> **节选文本**
==============================

这里定义了两个规则,expr是判定标准,第一个规则的意思是整机状态,第二个是之前的CPU使用率监控,为了方便验证我这里阈值设的是5.可以在后面增加你自己的告警规则。
部署alertmanager
下载:
wget https://github.com/prometheus/alertmanager/releases/download/v0.20.0/alertmanager-0.20.0.linux-amd64.tar.gz
tar zxvf alertmanager-0.20.0.linux-amd64
mv alertmanager-0.20.0.linux-amd64 /usr/local/alertmanager
以邮箱告警为例
配置alertmanager.yml
global:
smtp_smarthost: 'smtp.163.com:25' #邮箱服务器代理
smtp_from: 'xxxxx@163.com' #发邮方(自己邮箱)
smtp_auth_username: 'xxxxx@163.com' #自己的邮箱
smtp_auth_password: 'xxxxx' #密码
route:
group_interval: 1m #当第一个报警发送后,等待'group_interval'时间来发送新的一组报警信息
repeat_interval: 1m # 如果一个报警信息已经发送成功了,等待'repeat_interval'时间来重新发送他们
receiver: 'mail-receiver'
receivers:
- name: 'mail-receiver'
email_configs:
- to: 'xxxxxx@163.com' #目标邮箱
- name: 'web.hook'
webhook_configs:
- url: 'http://127.0.0.1:5001/'
inhibit_rules:
- source_match:
severity: 'critical'
target_match:
severity: 'warning'
equal: ['alertname', 'dev', 'instance']
启动alertmanager
./alertmanager
这样就OK了

==============================

> **操作说明**
能否把节选文本中从含有“部署alertmanager”的那句开始、到“smtp_from: 'xxxxx@163.com' #发邮方(自己邮箱)”为止的部分一字不差地照抄出来? 下方的列表在这里用不上。

==============================

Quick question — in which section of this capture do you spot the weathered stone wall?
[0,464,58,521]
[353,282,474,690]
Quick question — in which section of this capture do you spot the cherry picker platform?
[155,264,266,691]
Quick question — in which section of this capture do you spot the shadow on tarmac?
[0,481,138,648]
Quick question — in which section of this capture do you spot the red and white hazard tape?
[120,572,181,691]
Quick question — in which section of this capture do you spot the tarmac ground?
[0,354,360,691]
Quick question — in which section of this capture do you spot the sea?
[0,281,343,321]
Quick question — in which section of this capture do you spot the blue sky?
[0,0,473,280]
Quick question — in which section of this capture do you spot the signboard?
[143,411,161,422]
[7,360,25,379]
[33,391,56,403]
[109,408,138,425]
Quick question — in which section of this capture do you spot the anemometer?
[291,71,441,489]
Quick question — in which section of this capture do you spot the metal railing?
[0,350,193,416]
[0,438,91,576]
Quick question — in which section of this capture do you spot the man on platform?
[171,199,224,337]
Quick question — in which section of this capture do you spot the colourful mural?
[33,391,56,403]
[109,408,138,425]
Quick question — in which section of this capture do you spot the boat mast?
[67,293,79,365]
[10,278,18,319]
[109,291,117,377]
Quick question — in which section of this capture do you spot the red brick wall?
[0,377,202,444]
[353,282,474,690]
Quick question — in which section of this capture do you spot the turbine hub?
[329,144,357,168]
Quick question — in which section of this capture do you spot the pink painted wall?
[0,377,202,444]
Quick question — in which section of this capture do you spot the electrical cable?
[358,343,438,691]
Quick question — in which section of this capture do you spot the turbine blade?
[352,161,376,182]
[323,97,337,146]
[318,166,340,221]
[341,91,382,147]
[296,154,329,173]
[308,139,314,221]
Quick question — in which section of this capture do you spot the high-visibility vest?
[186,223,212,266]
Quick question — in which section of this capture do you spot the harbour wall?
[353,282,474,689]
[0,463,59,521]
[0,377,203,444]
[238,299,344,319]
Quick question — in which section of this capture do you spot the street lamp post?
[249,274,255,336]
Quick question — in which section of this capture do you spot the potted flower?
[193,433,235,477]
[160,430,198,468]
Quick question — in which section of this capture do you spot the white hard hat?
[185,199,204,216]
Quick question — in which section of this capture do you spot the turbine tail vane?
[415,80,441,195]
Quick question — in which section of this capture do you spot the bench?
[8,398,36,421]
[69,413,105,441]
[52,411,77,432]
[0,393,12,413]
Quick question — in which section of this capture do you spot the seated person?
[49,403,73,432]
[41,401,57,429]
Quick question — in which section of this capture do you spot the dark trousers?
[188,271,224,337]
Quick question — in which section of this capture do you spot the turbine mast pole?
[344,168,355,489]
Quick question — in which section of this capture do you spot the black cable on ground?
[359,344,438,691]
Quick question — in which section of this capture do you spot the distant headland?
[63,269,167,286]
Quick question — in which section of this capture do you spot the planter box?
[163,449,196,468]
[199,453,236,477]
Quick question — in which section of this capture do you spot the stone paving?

==============================

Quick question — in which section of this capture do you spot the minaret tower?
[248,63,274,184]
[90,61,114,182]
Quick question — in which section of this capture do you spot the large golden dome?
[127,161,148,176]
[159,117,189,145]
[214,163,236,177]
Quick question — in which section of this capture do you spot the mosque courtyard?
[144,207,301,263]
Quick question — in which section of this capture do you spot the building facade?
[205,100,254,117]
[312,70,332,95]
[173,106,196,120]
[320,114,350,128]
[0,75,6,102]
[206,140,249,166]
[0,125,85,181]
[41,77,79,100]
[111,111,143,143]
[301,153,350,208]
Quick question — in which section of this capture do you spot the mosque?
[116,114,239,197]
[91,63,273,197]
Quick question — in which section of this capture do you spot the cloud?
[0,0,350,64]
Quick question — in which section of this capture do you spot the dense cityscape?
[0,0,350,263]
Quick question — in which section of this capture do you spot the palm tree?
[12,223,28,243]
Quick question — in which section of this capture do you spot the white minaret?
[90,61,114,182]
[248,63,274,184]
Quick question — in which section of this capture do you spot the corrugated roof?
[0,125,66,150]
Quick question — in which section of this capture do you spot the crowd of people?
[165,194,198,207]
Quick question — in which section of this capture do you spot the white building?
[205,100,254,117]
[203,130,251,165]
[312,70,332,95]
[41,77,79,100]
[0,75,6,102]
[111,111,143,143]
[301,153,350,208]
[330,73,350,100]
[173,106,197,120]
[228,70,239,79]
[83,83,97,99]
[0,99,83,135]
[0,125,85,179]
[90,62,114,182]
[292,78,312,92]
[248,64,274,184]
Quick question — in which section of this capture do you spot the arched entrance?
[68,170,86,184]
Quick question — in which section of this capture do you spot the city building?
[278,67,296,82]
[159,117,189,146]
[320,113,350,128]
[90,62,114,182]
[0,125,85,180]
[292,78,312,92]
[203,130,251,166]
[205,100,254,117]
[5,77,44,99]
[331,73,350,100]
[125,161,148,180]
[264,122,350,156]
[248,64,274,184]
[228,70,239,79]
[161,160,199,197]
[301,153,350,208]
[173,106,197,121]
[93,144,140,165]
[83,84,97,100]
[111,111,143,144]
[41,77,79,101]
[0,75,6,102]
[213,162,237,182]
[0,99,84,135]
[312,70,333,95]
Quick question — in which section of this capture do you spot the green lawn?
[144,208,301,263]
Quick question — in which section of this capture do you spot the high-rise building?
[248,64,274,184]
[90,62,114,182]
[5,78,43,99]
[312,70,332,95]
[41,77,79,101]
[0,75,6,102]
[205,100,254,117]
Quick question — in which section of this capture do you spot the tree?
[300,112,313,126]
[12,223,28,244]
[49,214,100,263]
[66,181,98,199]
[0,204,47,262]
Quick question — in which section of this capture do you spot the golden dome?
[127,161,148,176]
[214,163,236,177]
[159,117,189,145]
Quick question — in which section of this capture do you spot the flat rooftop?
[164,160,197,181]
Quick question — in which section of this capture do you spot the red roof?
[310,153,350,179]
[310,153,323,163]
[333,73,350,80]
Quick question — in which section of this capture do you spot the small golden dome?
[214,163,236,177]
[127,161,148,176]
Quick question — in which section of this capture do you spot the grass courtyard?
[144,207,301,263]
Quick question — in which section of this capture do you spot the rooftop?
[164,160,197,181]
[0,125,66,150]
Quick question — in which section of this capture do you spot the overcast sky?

==============================

> **本题答案**
部署alertmanager
下载:
wget https://github.com/prometheus/alertmanager/releases/download/v0.20.0/alertmanager-0.20.0.linux-amd64.tar.gz
tar zxvf alertmanager-0.20.0.linux-amd64
mv alertmanager-0.20.0.linux-amd64 /usr/local/alertmanager
以邮箱告警为例
配置alertmanager.yml
global:
smtp_smarthost: 'smtp.163.com:25' #邮箱服务器代理
smtp_from: 'xxxxx@163.com' #发邮方(自己邮箱)